##### EXCERPT PROVIDED #####

Re: [RFCv6 PATCH 09/10] sched: deadline: use deadline bandwidth in scale_rt_capacity

From: Vincent Guittot
Date: Tue Dec 15 2015 - 07:43:52 EST


On 15 December 2015 at 09:50, Luca Abeni <luca.abeni@xxxxxxxx> wrote:
> On 12/15/2015 05:59 AM, Vincent Guittot wrote:
> [...]
>>>>>
>>>>> So I don't think this is right. AFAICT this projects the WCET as the
>>>>> amount of time actually used by DL. This will, under many
>>>>> circumstances, vastly overestimate the amount of time actually
>>>>> spend on it. Therefore unduly pessimisme the fair capacity of this
>>>>> CPU.
>>>>
>>>>
>>>> I agree that if the WCET is far from reality, we will underestimate
>>>> available capacity for CFS. Have you got some use case in mind which
>>>> overestimates the WCET ?

#####

* [SHORT PROBLEM 1] Reproduce the deadline scheduler email word for word, starting at "On 15 December" and ending after "overestimates the WCET ?".
* [SHORT PROBLEM 2] Carry on the deadline scheduler email thread from the point at which it stops.

##### PROVIDED DATA #####

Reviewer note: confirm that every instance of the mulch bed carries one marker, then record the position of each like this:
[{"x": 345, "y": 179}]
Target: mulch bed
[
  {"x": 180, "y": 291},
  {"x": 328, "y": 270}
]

#####

* [FINAL ANSWER 1]
On 15 December 2015 at 09:50, Luca Abeni <luca.abeni@xxxxxxxx> wrote:
> On 12/15/2015 05:59 AM, Vincent Guittot wrote:
> [...]
>>>>>
>>>>> So I don't think this is right. AFAICT this projects the WCET as the
>>>>> amount of time actually used by DL. This will, under many
>>>>> circumstances, vastly overestimate the amount of time actually
>>>>> spend on it. Therefore unduly pessimisme the fair capacity of this
>>>>> CPU.
>>>>
>>>>
>>>> I agree that if the WCET is far from reality, we will underestimate
>>>> available capacity for CFS. Have you got some use case in mind which
>>>> overestimates the WCET ?

* [FINAL ANSWER 2]
>>>> If we can't rely on this parameters to evaluate the amount of capacity
>>>> used by deadline scheduler on a core, this will imply that we can't
>>>> also use it for requesting capacity to cpufreq and we should fallback
>>>> on a monitoring mechanism which reacts to a change instead of
>>>> anticipating it.
>>>
>>> I think a more "theoretically sound" approach would be to track the
>>> _active_ utilisation (informally speaking, the sum of the utilisations
>>> of the tasks that are actually active on a core - the exact definition
>>> of "active" is the trick here).
>>
>>
>> The point is that we probably need 2 definitions of "active" tasks.
>
> Ok; thanks for clarifying. I do not know much about the remaining capacity
> used by CFS; however, from what you write I guess CFS really need an
> "average"
> utilisation (while frequency scaling needs the active utilisation).

yes. this patch is only about the "average" utilization

> So, I suspect you really need to track 2 different things.
> From a quick look at the code that is currently in mainline, it seems to
> me that it does a reasonable thing for tracking the remaining capacity
> used by CFS...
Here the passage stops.